● **Activity**
Repeat the news story on the Gold Griffin medics from the part that opens with "News: Gold Griffin" through the part that closes with "of three days.", switching "convoy" to "column".
Document extract section start
News: Gold Griffin medics conduct casualty evacuation training
Story by Sgt. Kissta DiGregorio
FORT BRAGG, N.C. – Injured soldiers screamed for help. One gasped for air, struggling with a sucking chest wound as another demanded to know if his buddy was still alive.
Dust clouds hovered over the road as a five-vehicle convoy sped to the scene. As the vehicles slid to a halt, medics leapt from the trucks and took cover behind trees, seeking shelter from incoming fire. They positioned themselves over their wounded comrades to protect them from enemy rounds as they returned fire with M4 carbines.
Honing their skills in casualty evacuation, route reconnaissance, communication, and triage and treatment of patients, medical personnel with C Company, 407th Brigade Support Battalion, 2nd Brigade Combat Team conducted casualty evacuation training over the course of three days.
Document extract section end
Provided data section start
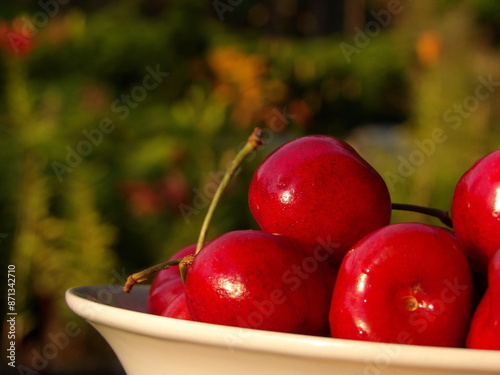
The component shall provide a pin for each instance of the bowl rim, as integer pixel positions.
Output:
(287, 344)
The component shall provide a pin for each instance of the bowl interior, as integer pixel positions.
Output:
(141, 340)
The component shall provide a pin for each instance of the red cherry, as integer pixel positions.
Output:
(475, 210)
(485, 326)
(318, 188)
(406, 283)
(178, 308)
(259, 280)
(167, 284)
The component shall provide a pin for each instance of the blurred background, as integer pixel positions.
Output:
(117, 119)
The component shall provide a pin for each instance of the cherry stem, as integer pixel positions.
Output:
(145, 274)
(254, 141)
(443, 216)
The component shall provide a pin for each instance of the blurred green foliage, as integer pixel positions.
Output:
(97, 163)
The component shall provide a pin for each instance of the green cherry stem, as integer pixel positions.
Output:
(143, 275)
(443, 216)
(254, 141)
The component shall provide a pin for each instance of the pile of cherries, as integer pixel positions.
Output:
(328, 261)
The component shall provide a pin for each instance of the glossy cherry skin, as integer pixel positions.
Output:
(475, 210)
(254, 279)
(406, 283)
(178, 308)
(485, 326)
(317, 189)
(167, 284)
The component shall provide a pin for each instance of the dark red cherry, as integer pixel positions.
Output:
(167, 284)
(317, 189)
(406, 283)
(485, 326)
(475, 210)
(259, 280)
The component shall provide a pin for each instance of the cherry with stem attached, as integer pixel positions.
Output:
(253, 142)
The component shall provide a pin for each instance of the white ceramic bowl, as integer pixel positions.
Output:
(149, 344)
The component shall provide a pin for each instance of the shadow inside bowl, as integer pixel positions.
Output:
(113, 295)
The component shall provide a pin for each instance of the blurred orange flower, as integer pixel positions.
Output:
(428, 48)
(15, 38)
(238, 81)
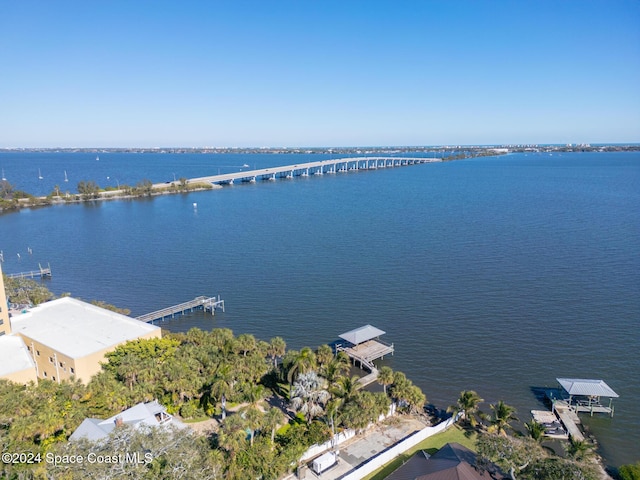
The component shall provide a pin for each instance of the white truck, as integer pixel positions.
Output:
(324, 462)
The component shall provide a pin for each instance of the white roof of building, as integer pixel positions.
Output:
(583, 386)
(76, 328)
(151, 414)
(14, 356)
(362, 334)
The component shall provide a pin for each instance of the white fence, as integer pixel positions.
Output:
(389, 454)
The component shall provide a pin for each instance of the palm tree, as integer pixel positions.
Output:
(252, 420)
(220, 387)
(502, 415)
(385, 377)
(536, 430)
(255, 394)
(245, 343)
(277, 348)
(302, 362)
(271, 420)
(232, 435)
(308, 395)
(467, 405)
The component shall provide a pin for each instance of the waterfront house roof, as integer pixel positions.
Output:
(362, 334)
(588, 387)
(151, 414)
(451, 462)
(14, 356)
(76, 328)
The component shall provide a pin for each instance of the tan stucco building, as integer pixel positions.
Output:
(62, 338)
(68, 337)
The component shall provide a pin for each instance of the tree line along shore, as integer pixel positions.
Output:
(12, 199)
(267, 405)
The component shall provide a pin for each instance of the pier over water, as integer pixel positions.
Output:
(340, 165)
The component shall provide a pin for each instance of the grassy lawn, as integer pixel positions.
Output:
(431, 445)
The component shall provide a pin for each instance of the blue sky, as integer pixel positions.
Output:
(318, 73)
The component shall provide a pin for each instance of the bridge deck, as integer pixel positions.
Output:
(311, 168)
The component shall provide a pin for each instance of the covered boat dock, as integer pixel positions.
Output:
(582, 395)
(364, 346)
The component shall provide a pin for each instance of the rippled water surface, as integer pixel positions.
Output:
(494, 274)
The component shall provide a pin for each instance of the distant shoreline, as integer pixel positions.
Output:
(477, 149)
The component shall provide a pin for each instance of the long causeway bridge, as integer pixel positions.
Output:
(321, 167)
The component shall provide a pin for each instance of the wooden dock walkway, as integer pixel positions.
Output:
(208, 304)
(42, 273)
(570, 420)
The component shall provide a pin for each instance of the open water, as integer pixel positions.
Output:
(493, 274)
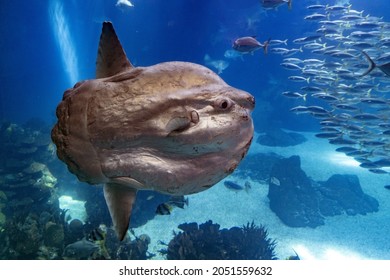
Provided data section end
● **Solution**
News: Gold Griffin medics conduct casualty evacuation training
Story by Sgt. Kissta DiGregorio
FORT BRAGG, N.C. – Injured soldiers screamed for help. One gasped for air, struggling with a sucking chest wound as another demanded to know if his buddy was still alive.
Dust clouds hovered over the road as a five-vehicle column sped to the scene. As the vehicles slid to a halt, medics leapt from the trucks and took cover behind trees, seeking shelter from incoming fire. They positioned themselves over their wounded comrades to protect them from enemy rounds as they returned fire with M4 carbines.
Honing their skills in casualty evacuation, route reconnaissance, communication, and triage and treatment of patients, medical personnel with C Company, 407th Brigade Support Battalion, 2nd Brigade Combat Team conducted casualty evacuation training over the course of three days.